#### [DATA TO PROCESS]

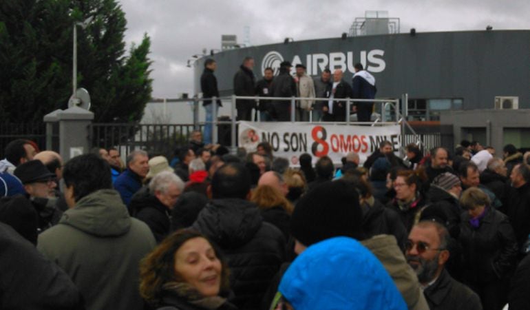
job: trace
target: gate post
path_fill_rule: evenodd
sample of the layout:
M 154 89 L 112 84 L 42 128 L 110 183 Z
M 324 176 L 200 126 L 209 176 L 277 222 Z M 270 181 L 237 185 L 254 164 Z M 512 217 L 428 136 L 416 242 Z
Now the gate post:
M 88 153 L 92 141 L 89 130 L 94 113 L 79 107 L 57 113 L 59 122 L 59 154 L 64 161 L 72 157 Z

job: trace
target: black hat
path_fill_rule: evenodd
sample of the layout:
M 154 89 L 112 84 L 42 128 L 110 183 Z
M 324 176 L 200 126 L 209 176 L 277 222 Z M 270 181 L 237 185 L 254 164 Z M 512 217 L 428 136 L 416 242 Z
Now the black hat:
M 39 225 L 36 211 L 22 195 L 0 200 L 0 222 L 11 226 L 21 236 L 36 245 Z
M 285 61 L 282 61 L 282 63 L 279 64 L 280 67 L 293 67 L 293 65 L 290 64 L 290 62 Z
M 339 236 L 363 239 L 359 194 L 348 183 L 322 183 L 300 198 L 290 218 L 290 233 L 307 247 Z
M 50 172 L 41 161 L 30 161 L 19 165 L 13 174 L 20 179 L 22 184 L 28 184 L 38 180 L 55 178 L 54 174 Z

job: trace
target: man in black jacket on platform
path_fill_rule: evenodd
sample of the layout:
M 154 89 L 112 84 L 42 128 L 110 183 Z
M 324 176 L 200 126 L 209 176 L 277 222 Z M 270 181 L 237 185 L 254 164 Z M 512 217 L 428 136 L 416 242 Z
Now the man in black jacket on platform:
M 200 76 L 200 90 L 202 92 L 202 98 L 204 99 L 204 101 L 202 101 L 202 106 L 204 107 L 206 111 L 206 124 L 204 125 L 204 143 L 206 144 L 212 143 L 212 124 L 210 122 L 217 118 L 217 112 L 218 111 L 218 110 L 215 110 L 215 115 L 213 115 L 213 106 L 211 104 L 211 100 L 207 99 L 217 97 L 218 109 L 219 107 L 222 107 L 222 103 L 219 99 L 217 78 L 213 75 L 215 69 L 217 69 L 217 63 L 213 59 L 209 58 L 204 61 L 204 71 Z
M 346 121 L 346 102 L 337 101 L 333 99 L 352 98 L 353 93 L 350 84 L 342 79 L 342 70 L 337 69 L 333 73 L 333 83 L 330 85 L 330 99 L 328 106 L 322 107 L 324 112 L 322 120 L 327 122 Z M 348 111 L 348 117 L 350 116 Z
M 520 249 L 530 234 L 530 168 L 524 164 L 516 165 L 511 170 L 510 180 L 511 188 L 502 211 L 510 219 Z
M 251 176 L 244 165 L 228 163 L 215 172 L 209 193 L 212 200 L 192 228 L 207 236 L 225 254 L 231 300 L 239 309 L 257 309 L 275 273 L 285 259 L 286 240 L 259 209 L 247 200 Z
M 272 93 L 273 97 L 291 97 L 296 96 L 296 83 L 290 76 L 292 65 L 288 61 L 283 61 L 279 64 L 279 74 L 276 76 L 273 83 Z M 290 101 L 285 100 L 275 100 L 273 101 L 273 118 L 281 122 L 290 121 Z
M 234 94 L 236 96 L 251 96 L 255 94 L 254 59 L 245 57 L 243 64 L 234 76 Z M 237 109 L 237 121 L 252 121 L 252 109 L 256 107 L 254 99 L 237 99 L 235 108 Z
M 274 80 L 274 70 L 271 68 L 266 68 L 263 74 L 263 79 L 258 81 L 256 84 L 256 94 L 260 97 L 272 96 L 273 81 Z M 259 121 L 268 122 L 273 120 L 271 116 L 272 112 L 272 103 L 270 100 L 260 99 Z

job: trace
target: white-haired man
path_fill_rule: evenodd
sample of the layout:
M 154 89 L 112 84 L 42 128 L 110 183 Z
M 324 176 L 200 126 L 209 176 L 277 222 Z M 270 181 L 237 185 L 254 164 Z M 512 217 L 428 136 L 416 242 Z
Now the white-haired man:
M 133 216 L 149 227 L 160 243 L 169 233 L 171 210 L 184 191 L 184 182 L 173 172 L 165 171 L 151 180 L 149 187 L 136 193 L 131 200 Z

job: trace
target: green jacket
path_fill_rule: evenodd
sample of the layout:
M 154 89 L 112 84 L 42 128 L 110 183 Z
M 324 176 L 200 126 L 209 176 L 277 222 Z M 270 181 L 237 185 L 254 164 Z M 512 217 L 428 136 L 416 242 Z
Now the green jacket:
M 68 273 L 87 309 L 142 309 L 138 265 L 155 245 L 151 230 L 129 216 L 119 194 L 102 189 L 41 234 L 37 249 Z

#### [INSTRUCTION]
Quote the items from their very start through the line containing "M 88 153 L 92", including that line, and leave the pictures out of your answer.

#### [EXERCISE RESULT]
job: trace
target: gate post
path_fill_rule: evenodd
sample of the layout:
M 154 89 L 112 84 L 42 128 L 110 183 Z
M 324 176 L 200 126 L 209 176 L 277 222 Z M 270 181 L 237 185 L 254 164 Z M 512 217 L 428 136 L 416 242 Z
Now the gate post:
M 88 153 L 92 141 L 89 130 L 94 113 L 79 107 L 57 113 L 59 122 L 59 154 L 64 161 L 72 157 Z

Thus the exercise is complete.